## Page extract:
+++++

    As a writer I love writing about alphas but it's such a fine line trying not to make my heroes jerks. In real life, my hubby has some alpha tendencies and that's what attracted me to him in the first place. Maybe it's biological? He's protective and aware of our surroundings and I appreciate that. However, we're equals in our everyday lives (cleaning, dishes, etc: it's split down the middle). For me, when I think of what an alpha male personifies, it has nothing to do with money. It's more of an attitude and a need to protect. And I find that vera sexy ;)

  6. A very cogent post, Victoria. I think about these things too, and my thoughts follow the same line as yours. Domineering and or stalkerish behavior freaks me right out. I don't find it sexy, so there are some romance authors who I cannot read. Yet I also understand the attraction of the alpha, as summarized by Katie above.
+++++
## Questions:
- a) In the comments on alpha heroes, list the traits the first comment gives the writer's husband.
- b) Quote the comments on alpha heroes from "6. A very cogent" to "by Katie above.".
- c) Translate this sentence from the comments on alpha heroes into Spanish: "I think about these things too, and my thoughts follow the same line as yours."

Items listed in a dataset
+++++
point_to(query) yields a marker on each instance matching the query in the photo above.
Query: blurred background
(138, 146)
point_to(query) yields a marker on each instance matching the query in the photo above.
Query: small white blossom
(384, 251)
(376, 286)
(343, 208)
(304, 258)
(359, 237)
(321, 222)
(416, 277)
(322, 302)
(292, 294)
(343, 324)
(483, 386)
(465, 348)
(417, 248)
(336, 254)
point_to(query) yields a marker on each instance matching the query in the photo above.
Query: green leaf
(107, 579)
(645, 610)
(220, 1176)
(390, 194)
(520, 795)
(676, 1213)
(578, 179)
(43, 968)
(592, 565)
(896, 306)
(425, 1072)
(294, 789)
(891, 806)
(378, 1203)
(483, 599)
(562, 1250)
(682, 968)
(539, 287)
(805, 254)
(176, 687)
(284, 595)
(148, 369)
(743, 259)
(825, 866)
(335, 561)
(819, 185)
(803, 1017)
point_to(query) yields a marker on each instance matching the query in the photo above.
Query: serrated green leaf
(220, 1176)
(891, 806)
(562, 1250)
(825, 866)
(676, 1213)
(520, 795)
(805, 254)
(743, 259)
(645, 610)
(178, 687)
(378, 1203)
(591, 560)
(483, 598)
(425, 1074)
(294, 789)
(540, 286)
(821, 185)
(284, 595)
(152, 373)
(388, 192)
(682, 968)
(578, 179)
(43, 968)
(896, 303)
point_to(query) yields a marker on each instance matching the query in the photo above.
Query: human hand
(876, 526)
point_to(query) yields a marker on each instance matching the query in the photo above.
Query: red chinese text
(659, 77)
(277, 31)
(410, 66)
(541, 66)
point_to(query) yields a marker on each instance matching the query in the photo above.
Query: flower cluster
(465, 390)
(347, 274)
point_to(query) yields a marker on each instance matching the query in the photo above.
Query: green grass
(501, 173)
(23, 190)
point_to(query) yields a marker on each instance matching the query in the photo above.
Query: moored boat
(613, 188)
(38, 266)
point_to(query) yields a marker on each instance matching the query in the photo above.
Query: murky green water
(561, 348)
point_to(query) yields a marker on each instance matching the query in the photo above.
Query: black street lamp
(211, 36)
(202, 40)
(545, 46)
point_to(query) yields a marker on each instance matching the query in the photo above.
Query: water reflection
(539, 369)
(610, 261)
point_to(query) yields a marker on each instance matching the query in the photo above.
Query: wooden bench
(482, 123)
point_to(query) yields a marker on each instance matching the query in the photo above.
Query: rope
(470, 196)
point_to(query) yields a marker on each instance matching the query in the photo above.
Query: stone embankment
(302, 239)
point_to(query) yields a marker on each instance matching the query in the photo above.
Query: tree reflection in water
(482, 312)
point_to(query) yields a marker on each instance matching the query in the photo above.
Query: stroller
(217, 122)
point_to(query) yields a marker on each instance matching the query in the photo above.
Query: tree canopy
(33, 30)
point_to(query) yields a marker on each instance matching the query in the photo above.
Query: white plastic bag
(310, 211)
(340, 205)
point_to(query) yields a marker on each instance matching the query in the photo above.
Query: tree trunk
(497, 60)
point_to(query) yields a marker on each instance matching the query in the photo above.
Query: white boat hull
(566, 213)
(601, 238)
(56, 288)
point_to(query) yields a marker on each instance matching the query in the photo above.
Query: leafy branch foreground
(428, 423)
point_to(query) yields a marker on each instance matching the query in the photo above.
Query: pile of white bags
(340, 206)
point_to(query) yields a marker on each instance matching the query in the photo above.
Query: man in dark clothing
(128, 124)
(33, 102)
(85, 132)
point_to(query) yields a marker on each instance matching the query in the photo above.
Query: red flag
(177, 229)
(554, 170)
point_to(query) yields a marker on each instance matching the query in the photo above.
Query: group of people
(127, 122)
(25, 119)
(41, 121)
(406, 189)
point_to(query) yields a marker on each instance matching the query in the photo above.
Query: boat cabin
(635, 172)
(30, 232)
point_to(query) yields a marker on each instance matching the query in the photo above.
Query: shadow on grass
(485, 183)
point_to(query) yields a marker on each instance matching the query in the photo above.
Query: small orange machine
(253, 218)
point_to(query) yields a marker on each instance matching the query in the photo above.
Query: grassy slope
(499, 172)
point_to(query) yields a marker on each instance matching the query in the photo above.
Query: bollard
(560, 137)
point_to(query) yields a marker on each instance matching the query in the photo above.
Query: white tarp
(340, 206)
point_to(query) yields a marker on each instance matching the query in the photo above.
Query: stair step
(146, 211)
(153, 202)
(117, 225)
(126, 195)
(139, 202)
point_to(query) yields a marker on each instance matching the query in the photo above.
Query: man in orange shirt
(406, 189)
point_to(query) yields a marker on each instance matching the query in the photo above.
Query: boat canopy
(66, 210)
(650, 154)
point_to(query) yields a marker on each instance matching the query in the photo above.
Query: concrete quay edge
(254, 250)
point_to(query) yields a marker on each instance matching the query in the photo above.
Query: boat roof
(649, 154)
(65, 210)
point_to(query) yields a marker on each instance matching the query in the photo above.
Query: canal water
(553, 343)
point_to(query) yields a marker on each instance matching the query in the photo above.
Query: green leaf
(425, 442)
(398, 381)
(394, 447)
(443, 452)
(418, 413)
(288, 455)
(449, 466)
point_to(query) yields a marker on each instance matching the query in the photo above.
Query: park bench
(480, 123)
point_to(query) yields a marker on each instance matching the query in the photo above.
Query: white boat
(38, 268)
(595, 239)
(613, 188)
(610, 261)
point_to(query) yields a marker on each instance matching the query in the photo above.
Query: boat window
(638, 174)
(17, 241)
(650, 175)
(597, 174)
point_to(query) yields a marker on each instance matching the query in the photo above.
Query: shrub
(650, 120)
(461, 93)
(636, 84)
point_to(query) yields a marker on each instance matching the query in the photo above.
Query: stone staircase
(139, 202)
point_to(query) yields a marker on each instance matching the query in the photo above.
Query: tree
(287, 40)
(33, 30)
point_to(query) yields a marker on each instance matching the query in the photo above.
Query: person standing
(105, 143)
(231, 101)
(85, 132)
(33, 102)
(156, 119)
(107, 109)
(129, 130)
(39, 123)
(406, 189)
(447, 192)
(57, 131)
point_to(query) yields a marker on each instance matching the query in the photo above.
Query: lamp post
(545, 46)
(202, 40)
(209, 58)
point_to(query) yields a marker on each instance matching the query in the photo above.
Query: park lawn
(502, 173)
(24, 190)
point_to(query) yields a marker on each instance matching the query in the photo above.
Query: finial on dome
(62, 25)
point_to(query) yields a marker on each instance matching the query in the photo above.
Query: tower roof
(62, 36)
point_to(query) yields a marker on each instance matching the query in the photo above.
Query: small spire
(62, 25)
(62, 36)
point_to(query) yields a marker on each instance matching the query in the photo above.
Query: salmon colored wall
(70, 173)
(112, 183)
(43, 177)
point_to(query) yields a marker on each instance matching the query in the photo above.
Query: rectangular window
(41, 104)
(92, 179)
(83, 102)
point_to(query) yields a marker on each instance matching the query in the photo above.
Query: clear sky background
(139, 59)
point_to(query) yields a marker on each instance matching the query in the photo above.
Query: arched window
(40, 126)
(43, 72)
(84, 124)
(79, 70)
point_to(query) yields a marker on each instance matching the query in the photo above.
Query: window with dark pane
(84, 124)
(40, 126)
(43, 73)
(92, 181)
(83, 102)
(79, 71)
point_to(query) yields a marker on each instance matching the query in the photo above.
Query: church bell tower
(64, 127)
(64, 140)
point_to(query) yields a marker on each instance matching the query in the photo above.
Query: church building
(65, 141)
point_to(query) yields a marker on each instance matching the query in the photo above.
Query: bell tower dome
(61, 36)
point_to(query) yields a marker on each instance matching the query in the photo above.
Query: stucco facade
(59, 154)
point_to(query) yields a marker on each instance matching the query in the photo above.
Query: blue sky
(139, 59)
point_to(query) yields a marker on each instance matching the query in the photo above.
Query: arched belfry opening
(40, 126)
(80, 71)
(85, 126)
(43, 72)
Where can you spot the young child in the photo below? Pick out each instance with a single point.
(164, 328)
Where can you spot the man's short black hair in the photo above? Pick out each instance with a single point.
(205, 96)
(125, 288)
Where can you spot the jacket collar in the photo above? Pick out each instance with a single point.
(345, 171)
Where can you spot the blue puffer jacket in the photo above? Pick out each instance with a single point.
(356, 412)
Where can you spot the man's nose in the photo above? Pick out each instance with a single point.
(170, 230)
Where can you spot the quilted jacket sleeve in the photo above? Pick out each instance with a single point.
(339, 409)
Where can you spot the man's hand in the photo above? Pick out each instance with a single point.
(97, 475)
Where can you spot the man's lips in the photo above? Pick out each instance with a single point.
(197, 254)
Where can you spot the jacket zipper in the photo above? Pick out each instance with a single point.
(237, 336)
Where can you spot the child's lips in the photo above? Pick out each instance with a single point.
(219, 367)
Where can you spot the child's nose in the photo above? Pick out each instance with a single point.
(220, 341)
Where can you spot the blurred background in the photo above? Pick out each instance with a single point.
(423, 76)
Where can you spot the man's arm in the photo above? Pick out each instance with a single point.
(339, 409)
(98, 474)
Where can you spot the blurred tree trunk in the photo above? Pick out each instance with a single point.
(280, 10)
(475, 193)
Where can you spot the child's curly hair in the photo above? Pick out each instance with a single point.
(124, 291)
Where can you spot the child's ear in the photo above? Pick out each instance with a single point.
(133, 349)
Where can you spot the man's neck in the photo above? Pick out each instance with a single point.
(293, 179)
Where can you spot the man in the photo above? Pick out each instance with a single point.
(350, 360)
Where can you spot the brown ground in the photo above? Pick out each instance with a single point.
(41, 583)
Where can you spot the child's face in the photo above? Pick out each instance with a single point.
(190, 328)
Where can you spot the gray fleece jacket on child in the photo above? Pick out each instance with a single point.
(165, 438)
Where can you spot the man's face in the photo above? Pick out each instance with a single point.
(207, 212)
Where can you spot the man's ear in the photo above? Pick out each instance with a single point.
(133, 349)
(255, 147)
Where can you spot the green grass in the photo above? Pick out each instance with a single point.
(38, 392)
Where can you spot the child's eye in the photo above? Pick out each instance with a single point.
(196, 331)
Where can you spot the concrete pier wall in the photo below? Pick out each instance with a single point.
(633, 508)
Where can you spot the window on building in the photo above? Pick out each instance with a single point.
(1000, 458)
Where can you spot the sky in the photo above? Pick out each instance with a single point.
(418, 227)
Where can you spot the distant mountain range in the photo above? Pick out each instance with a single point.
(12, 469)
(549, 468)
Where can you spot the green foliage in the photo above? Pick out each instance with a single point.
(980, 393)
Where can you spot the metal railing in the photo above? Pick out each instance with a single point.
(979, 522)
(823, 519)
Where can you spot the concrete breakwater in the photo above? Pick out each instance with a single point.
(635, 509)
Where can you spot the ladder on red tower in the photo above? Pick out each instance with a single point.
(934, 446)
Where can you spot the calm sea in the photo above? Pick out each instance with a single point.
+++++
## Task-by-task outputs:
- a) some alpha tendencies; protective; aware of our surroundings

- b)
6. A very cogent post, Victoria. I think about these things too, and my thoughts follow the same line as yours. Domineering and or stalkerish behavior freaks me right out. I don't find it sexy, so there are some romance authors who I cannot read. Yet I also understand the attraction of the alpha, as summarized by Katie above.

- c) Yo también pienso en estas cosas, y mis pensamientos van en la misma línea que los tuyos.